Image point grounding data
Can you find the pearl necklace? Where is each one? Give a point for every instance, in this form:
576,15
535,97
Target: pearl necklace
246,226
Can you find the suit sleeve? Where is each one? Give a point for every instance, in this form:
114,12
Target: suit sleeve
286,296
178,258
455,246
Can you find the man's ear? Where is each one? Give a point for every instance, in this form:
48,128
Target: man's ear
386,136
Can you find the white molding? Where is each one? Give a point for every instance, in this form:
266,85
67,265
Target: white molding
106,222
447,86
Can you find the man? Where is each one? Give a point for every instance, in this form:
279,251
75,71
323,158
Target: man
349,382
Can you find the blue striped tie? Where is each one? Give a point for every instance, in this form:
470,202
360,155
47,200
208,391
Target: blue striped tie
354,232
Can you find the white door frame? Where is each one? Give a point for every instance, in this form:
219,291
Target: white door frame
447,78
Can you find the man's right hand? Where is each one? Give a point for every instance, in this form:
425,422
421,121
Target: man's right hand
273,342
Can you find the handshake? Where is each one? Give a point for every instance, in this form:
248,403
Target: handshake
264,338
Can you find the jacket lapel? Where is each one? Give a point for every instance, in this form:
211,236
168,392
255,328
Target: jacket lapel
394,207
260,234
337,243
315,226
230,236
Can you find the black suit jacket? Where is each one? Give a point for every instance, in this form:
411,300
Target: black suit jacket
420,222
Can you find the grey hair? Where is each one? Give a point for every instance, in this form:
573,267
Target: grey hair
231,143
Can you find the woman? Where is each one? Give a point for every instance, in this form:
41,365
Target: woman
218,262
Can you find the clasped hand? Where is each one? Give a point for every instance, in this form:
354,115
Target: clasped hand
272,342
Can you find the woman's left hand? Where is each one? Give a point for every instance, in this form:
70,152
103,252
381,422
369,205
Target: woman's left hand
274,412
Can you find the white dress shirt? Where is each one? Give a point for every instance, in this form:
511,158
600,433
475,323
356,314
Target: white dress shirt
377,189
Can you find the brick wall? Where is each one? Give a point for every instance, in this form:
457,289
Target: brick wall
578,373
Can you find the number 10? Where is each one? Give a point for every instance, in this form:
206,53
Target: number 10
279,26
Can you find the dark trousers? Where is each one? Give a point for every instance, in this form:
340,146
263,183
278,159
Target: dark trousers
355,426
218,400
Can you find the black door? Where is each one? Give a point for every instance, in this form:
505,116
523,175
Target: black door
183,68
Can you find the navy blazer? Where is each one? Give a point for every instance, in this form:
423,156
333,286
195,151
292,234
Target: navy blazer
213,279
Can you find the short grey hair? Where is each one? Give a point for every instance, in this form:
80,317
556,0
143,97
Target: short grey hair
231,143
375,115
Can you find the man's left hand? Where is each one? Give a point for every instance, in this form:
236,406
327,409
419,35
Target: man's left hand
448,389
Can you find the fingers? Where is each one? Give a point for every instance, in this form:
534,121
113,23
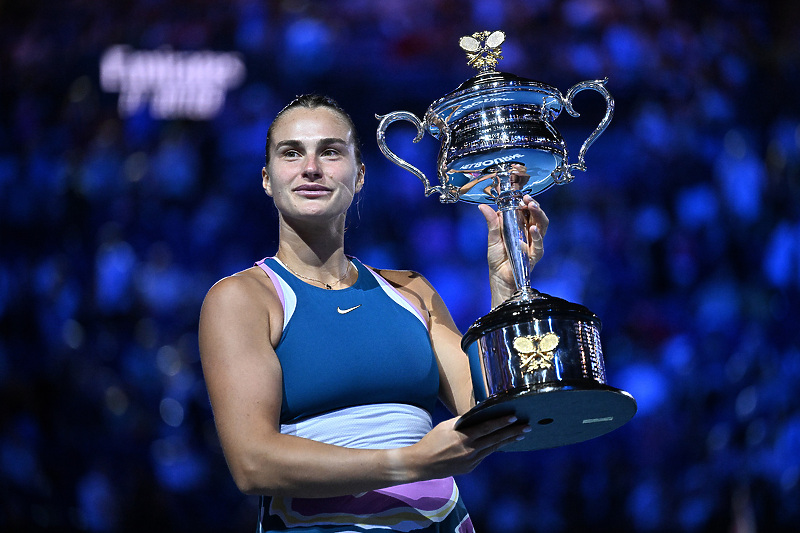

Work order: All of the data gets printed again exactly; the pictures do not.

Answer for this exercise:
Can you find the pearl necklace? Where is each one? Give a point for every instance, in this form:
576,15
535,97
Target: pearl necklace
246,226
Can you find the suit sleeve? Where is each one? Give a point for every instance, in this form:
114,12
Target: suit sleeve
286,296
178,258
455,246
Can you find the man's ear? Where is each one? Give a point for every instance, in this form:
48,128
Target: man's ear
386,136
Can you find the white molding? Where is each one? Give a point for every instance, in this form:
266,85
67,265
Target: white molding
106,222
447,86
Can you find the man? Where is each one? Give a point for every instance, in this form:
279,251
75,71
323,158
Target: man
349,382
Can you find the blue striped tie? Where is each one? Give a point for every instance, in this form:
470,202
360,155
47,200
208,391
Target: blue striped tie
354,232
Can you find the white door frame? Where is each one? Give a point for every instance, in this form:
219,291
Target: white door frame
447,78
Can you find the man's right hand? Where is each one? Give a point for every instance, in this form:
425,422
421,121
Target: man's right hand
273,342
Can you find the handshake? Where is each one? Give a point for every instance, in this form:
248,403
Target: handshake
264,338
Can you find the jacket lapel? Where is each one? Give a point for every instance, in this form:
211,236
168,392
255,328
Target: jacket lapel
394,207
260,234
337,243
315,226
230,236
Can you find the black suit jacket? Where is each one? Give a point for every instance, in this form:
411,300
Target: black suit jacket
420,222
Can you find the grey hair? Where is each one? Give a point for every instance, in this form:
573,267
Target: grey hair
231,143
Can you find the woman? Where is each one? Give a point for every instance, in this form:
41,365
Target: woman
218,262
Can you find the clasped hand? Where is each one? Give a point for every instance, in this form:
354,115
Target: clasped hand
272,342
Can you find the woman's left hand? Where is each one? Give a point for every instance, in this form:
70,152
103,252
381,422
369,205
Target: woman's left hand
274,412
Can you find the white dress shirt? Where is each one? Give a point for every instance, in this form:
511,158
600,433
475,323
356,314
Target: white dress shirt
377,189
Can you find the brick wall? Where is each one? Give a point for every instance, in this form:
457,289
Target: brick wall
578,373
Can you find the number 10? Where is each one? Give a point for every instance, in this form:
206,53
Target: number 10
279,26
Can you find the dark trousers? Where is each one? Give a point for every instance, in this form:
340,146
263,183
278,159
Target: dark trousers
355,426
218,400
Can you find the black door? Where is each one? Give a point for every instance, in this form:
505,116
523,175
Target: black door
183,68
Can you find the navy blazer? Where is each one? Give a point for every instance, in this form:
423,156
333,286
195,151
292,234
Target: navy blazer
213,279
Can you find the short grey hair? Where is each one? Give a point for every instance, in this form:
80,317
556,0
143,97
Target: short grey hair
231,143
375,115
Can you find the man's left hand? Where is each one? Give a point for every instance, in this form:
236,406
327,409
419,35
Target: man's left hand
448,389
Can you find the fingers? Where is each one? Give a point for every instance, in this form:
534,121
113,23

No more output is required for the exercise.